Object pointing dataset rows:

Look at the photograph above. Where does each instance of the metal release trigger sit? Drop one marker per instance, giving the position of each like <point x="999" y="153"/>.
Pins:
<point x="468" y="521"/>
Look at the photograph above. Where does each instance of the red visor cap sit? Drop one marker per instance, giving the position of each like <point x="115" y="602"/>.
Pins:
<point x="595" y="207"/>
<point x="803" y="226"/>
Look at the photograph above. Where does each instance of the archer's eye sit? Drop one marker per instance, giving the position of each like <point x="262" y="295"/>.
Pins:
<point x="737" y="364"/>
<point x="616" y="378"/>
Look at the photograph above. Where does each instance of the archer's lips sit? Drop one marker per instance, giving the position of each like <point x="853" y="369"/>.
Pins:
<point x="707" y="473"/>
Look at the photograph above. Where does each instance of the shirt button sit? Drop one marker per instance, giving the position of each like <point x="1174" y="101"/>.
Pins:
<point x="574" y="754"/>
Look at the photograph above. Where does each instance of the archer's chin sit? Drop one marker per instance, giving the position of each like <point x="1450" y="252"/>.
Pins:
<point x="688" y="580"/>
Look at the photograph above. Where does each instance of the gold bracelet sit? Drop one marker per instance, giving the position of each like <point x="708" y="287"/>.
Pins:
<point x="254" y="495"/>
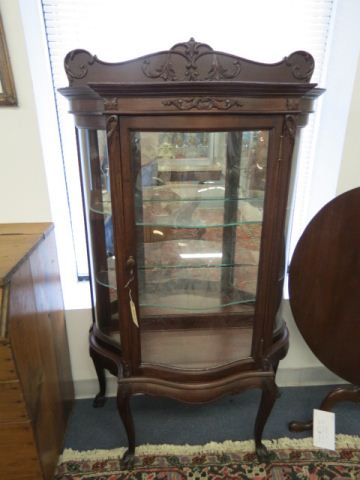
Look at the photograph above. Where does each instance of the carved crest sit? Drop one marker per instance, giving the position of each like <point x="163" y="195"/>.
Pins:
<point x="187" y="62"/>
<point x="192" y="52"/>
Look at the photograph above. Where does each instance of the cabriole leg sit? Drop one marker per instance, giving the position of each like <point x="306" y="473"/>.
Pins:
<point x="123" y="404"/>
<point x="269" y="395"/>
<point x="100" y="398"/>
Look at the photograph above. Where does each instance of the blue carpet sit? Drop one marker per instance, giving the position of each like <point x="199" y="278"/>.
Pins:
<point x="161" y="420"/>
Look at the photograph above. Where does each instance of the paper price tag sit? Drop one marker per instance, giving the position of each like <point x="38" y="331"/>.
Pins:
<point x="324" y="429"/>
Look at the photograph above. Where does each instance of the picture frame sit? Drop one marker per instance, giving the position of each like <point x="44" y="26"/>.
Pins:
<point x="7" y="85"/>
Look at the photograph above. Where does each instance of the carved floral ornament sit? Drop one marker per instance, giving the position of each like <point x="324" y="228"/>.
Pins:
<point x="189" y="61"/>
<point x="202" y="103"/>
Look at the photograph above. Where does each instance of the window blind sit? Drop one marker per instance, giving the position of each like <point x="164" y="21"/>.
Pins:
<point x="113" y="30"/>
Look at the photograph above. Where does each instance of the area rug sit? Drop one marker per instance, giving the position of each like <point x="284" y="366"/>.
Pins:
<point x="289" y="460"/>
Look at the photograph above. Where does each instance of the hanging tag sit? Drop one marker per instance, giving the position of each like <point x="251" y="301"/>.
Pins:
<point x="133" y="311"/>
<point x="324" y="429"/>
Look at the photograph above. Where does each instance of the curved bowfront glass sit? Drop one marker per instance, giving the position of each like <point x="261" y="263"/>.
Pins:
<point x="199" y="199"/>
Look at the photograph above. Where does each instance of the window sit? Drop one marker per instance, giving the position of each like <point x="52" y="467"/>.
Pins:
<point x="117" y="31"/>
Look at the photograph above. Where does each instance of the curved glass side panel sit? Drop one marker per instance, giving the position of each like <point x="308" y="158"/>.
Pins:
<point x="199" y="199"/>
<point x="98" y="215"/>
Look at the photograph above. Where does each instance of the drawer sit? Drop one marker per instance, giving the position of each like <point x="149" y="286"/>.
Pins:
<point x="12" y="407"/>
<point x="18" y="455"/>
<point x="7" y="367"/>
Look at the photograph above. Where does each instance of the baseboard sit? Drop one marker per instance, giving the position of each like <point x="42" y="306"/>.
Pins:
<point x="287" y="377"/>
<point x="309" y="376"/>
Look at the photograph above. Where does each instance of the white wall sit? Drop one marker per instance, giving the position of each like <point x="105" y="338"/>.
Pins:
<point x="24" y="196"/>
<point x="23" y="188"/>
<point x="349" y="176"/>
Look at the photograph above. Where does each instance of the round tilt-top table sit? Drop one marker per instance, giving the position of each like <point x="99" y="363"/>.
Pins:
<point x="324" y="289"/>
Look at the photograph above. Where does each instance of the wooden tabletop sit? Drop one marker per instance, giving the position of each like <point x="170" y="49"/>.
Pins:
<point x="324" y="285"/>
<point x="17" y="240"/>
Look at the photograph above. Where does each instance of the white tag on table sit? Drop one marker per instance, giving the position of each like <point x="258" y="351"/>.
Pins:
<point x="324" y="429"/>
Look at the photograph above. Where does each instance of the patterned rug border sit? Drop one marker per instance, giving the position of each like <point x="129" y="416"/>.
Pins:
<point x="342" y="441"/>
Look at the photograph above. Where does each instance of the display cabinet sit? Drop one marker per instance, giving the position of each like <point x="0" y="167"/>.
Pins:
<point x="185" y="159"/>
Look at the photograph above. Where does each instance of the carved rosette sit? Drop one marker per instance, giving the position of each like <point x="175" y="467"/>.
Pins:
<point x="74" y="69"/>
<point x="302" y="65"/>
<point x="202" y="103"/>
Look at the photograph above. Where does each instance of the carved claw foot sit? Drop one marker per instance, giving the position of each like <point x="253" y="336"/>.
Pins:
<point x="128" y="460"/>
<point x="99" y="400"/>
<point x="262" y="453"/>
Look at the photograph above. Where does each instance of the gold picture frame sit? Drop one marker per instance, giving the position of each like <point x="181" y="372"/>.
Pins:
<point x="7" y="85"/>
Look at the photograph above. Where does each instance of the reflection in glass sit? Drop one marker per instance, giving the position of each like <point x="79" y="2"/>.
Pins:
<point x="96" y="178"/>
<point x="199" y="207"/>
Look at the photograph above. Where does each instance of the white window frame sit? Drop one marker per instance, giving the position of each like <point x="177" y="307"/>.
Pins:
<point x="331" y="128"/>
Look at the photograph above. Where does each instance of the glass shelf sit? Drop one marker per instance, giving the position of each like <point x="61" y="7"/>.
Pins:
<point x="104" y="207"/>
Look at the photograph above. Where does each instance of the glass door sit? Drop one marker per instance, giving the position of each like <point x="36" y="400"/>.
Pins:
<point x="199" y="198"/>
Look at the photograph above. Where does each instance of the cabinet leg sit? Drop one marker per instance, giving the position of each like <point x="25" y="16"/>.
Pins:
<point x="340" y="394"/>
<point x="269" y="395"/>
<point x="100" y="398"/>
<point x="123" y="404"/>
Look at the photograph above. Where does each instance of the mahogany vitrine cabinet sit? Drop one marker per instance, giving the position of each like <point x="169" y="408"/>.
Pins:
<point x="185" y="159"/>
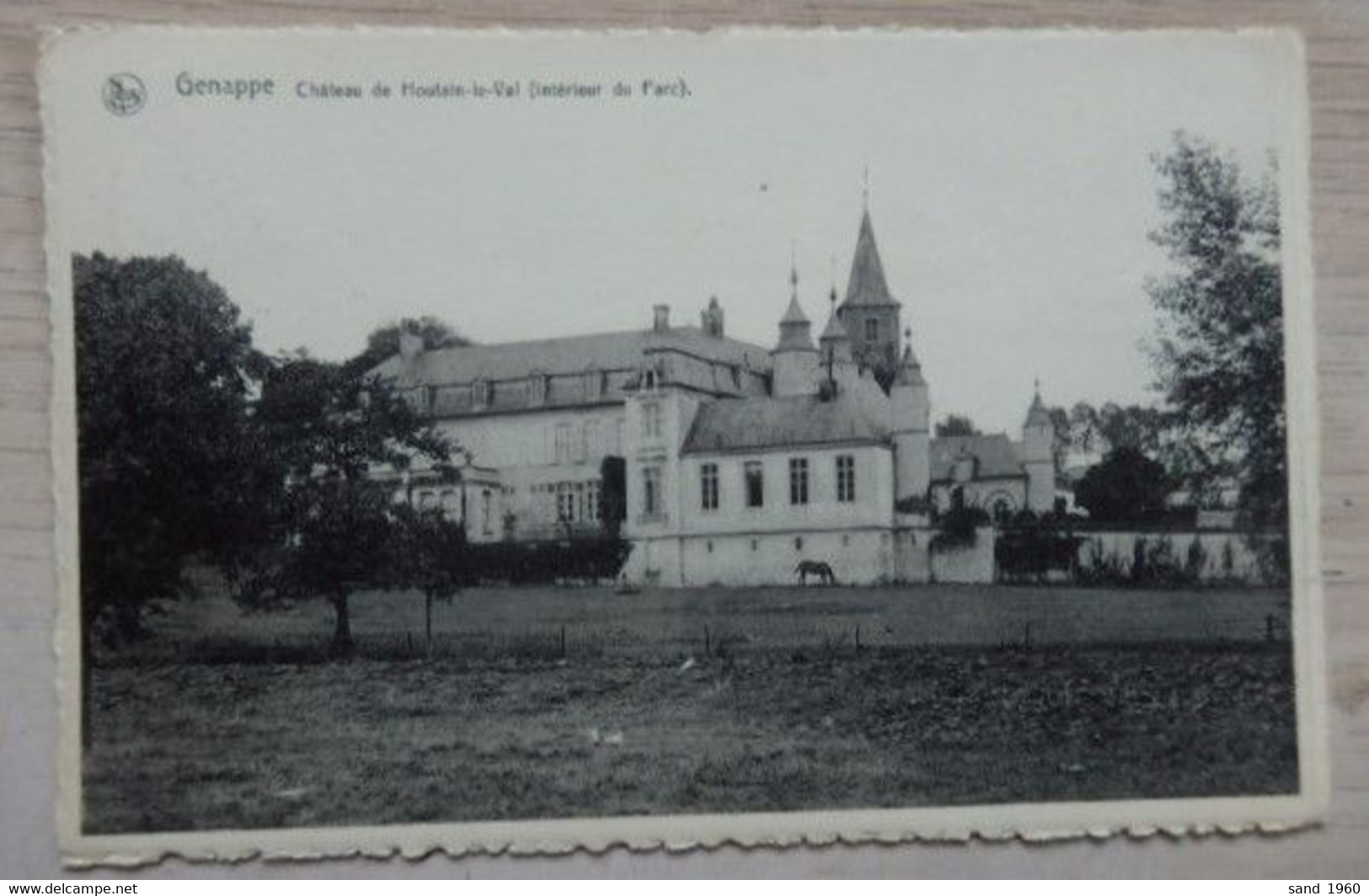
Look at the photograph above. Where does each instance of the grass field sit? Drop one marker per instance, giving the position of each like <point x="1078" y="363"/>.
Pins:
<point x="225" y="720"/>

What the task requires: Each entry should be repeated exactly as it appears; the pictures stay out.

Output of the task:
Look at the photograph above. Where does each instance of the metal release trigger sit? Drop one marker per instance, giving the position of each like <point x="999" y="153"/>.
Pins:
<point x="468" y="521"/>
Look at the photograph above. Where does each instance of the red visor cap sit? Drop one marker per instance, giving the position of each like <point x="115" y="602"/>.
Pins:
<point x="595" y="207"/>
<point x="803" y="226"/>
Look at the photograph above. Where does each instance of the archer's eye sit? Drop one marker per instance, giving the position of each like <point x="262" y="295"/>.
Pins:
<point x="737" y="364"/>
<point x="616" y="378"/>
Look at the photograph above. Where does each instance of the archer's lips sit? Drop one marker per instance, giving the position of each like <point x="853" y="369"/>.
Pins:
<point x="707" y="473"/>
Look at the photograph above. Where does each instance of the shirt button sit? Drop one marker per instance, giving the position of each like <point x="1174" y="101"/>.
Pins:
<point x="574" y="754"/>
Look at the photograph above. Where does each instance of the archer's chin sit? Drop one marker per instance, giving the position of each like <point x="1450" y="252"/>.
Pins:
<point x="688" y="580"/>
Look at the photograph above. Where does each instance of the gold bracelet sit? Drop one marker per instance, giving the position of each like <point x="708" y="287"/>.
Pins:
<point x="254" y="495"/>
Look at the photograph above. Where does each instance of the carved crest sit? Drop one marker per instance, giving the position of each like <point x="163" y="195"/>.
Pins:
<point x="187" y="62"/>
<point x="192" y="52"/>
Look at the photograph above. Where does each instance of the cabriole leg sit? Drop one marker per instance, giving the position of each like <point x="306" y="473"/>.
Pins:
<point x="123" y="404"/>
<point x="269" y="395"/>
<point x="100" y="398"/>
Look at the photograph above. Where does each instance of the blue carpet sit? Drop one marker per instance, giving the position of each like <point x="199" y="278"/>.
Pins:
<point x="161" y="420"/>
Look at the photograph above. Where does each instance of the paper price tag sit? Drop one marker per instance, giving the position of each like <point x="38" y="331"/>.
Pins:
<point x="324" y="429"/>
Look at the photograph above. Where does each instance of the picture frame sit? Drop one marker per instance, giving the position of each like <point x="44" y="26"/>.
Pins:
<point x="7" y="85"/>
Look at the photograph above. Where does each instance of the carved floral ornament sit? Drop one marker per instance, giving the position of each like <point x="324" y="228"/>.
Pins:
<point x="189" y="61"/>
<point x="202" y="103"/>
Look at the photograph above. Where does each instance of the window blind sit? Drop one marker per instance, giving the position of each like <point x="164" y="21"/>.
Pins:
<point x="113" y="30"/>
Look at the photograph above. Where does each instance of the area rug sit? Drop one marker per instance, giving the position of each like <point x="284" y="366"/>.
Pins:
<point x="289" y="460"/>
Look at the photograph above. Where does each instance of the hanging tag sit? Drop one marker per instance, giving the position of each like <point x="251" y="301"/>.
Pins:
<point x="133" y="311"/>
<point x="324" y="429"/>
Look at the photograph above. Where does each instance of the curved bowfront glass sit? Drop one marker per instance, giving the position of each like <point x="261" y="263"/>.
Pins:
<point x="199" y="199"/>
Look at the photograph above. Where does each instance of the window sit? Drop one marker per instance, giving the position of each like <point x="52" y="467"/>.
Pins:
<point x="117" y="31"/>
Look at the photograph above. Where does each instance of the curved glass side panel sit? Drop one marker per instance, giving the position of each like <point x="308" y="158"/>.
Pins:
<point x="199" y="199"/>
<point x="98" y="215"/>
Look at the photograph above. Where does each instance of the drawer sit? Drop one marker per instance, giving the position of each like <point x="149" y="286"/>.
Pins:
<point x="12" y="407"/>
<point x="18" y="455"/>
<point x="7" y="367"/>
Look at the photograph above. Where does each instance of the baseboard sit? Drop one marker per instance, giving the position of each like <point x="42" y="306"/>.
Pins:
<point x="287" y="377"/>
<point x="309" y="376"/>
Look at the photograph above. Where does each instance of the white wall sit? Drop one marker per instance, giving the position of each like <point x="105" y="338"/>.
Pins:
<point x="24" y="196"/>
<point x="23" y="188"/>
<point x="349" y="176"/>
Look at the photograph above. Where does each instance of the round tilt-top table sit? Drop one marker per instance, giving the position of each like <point x="99" y="363"/>.
Pins:
<point x="324" y="289"/>
Look at the photograph above. Where does each instance of the wooden tabletop sit? Drop one marker per instance, giving the position of each like <point x="170" y="49"/>.
Pins:
<point x="324" y="285"/>
<point x="17" y="240"/>
Look at the photograph above. Where does each instance of the white tag on table sit? Drop one marker per instance, giving the position of each like <point x="258" y="351"/>.
Pins:
<point x="324" y="429"/>
Look at the photograph above. Where does each instance of the patterned rug border sit? Drop one marker per instance, giving the position of each like <point x="129" y="416"/>.
Pins:
<point x="342" y="441"/>
Look at the photograph above. Where does each instance of the display cabinet sit? Drop one marker per instance, giving the position of each like <point x="0" y="167"/>.
Pins:
<point x="185" y="159"/>
Look at the photograph above. Where does each instance of the carved rosette sit? Drop one marker per instance, giving the position of each like <point x="175" y="467"/>.
Pins:
<point x="74" y="69"/>
<point x="302" y="65"/>
<point x="202" y="103"/>
Look at the photograph above. Where does each instance of the carved claw foot sit? Drop one marker per instance, giving the position of each like <point x="253" y="336"/>.
Pins:
<point x="128" y="460"/>
<point x="99" y="400"/>
<point x="262" y="453"/>
Look at the photograph above. Where does each instance of the gold picture frame sit? Drop one marker per instance, giving the position of each like <point x="181" y="372"/>.
Pins:
<point x="7" y="85"/>
Look at the photograph above. Where does each instance of the reflection in glass sit? Drop one marker per instance, giving the position of each like <point x="79" y="2"/>.
Pins:
<point x="96" y="178"/>
<point x="199" y="207"/>
Look at the photograph above. Where does each instance of the white window frame sit? Drop one marker per instance, giving the position of each like <point x="177" y="307"/>.
Pins:
<point x="331" y="128"/>
Look at the photograph above. Where does each instance of the glass shelf sit? Drop one marker per instance, giving the position of each like <point x="61" y="7"/>.
Pins:
<point x="104" y="207"/>
Look at the photograph above. Where does each instance of the glass door sit? Drop one marker per instance, giving the position of each like <point x="36" y="400"/>.
Pins:
<point x="199" y="198"/>
Look at the photograph above. Where does each instance of the cabinet leg sit? Drop one marker per instance, giving the position of each like <point x="25" y="16"/>.
Pins:
<point x="340" y="394"/>
<point x="269" y="395"/>
<point x="100" y="398"/>
<point x="123" y="404"/>
Look at the photograph above. Where does each instance of the mahogany vitrine cabinet sit? Drop one marker per instance, giving the position of each like <point x="169" y="408"/>.
Pins:
<point x="185" y="159"/>
Look at the photograph above. Where does each instance of the grass field sit? Drop one marker per instance, giving the position of each like <point x="1078" y="363"/>.
Pins:
<point x="225" y="720"/>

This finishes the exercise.